- **Exercise objective**
Can you edit the items from the very start through the line containing "negative clicks: (745, 512)", swapping "positive clicks" for "included clicks" and leaving everything else as it is?

- **Material to process**
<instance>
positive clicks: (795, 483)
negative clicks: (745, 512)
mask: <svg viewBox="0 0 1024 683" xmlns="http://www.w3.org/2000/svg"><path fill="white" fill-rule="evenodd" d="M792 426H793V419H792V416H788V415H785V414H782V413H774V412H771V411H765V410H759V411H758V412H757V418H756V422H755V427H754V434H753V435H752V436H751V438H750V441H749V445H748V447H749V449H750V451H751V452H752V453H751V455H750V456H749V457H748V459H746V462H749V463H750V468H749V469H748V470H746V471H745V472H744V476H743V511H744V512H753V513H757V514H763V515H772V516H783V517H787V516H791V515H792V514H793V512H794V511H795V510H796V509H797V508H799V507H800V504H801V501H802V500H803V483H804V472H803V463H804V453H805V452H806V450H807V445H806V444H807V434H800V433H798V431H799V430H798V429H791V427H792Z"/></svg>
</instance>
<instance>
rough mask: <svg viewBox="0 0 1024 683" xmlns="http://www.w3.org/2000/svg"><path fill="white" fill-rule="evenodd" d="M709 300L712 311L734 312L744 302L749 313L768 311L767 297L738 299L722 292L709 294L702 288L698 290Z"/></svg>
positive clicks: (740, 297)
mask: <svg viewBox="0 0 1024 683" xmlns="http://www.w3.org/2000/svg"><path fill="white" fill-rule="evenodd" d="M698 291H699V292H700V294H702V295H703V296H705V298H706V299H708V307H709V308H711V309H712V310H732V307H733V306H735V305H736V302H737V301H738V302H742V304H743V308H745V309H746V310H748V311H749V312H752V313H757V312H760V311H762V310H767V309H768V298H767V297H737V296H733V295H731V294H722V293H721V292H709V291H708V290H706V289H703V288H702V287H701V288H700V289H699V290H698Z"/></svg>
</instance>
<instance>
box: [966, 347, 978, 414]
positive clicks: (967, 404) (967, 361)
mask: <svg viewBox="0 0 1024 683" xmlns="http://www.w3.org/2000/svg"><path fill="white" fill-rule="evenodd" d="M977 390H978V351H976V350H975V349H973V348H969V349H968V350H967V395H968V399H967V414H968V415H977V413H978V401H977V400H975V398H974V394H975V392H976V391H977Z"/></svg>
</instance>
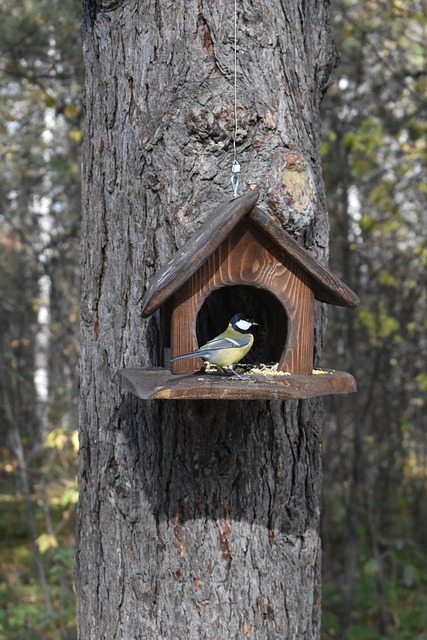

- **Response area**
<instance>
included clicks: (795, 483)
negative clicks: (745, 512)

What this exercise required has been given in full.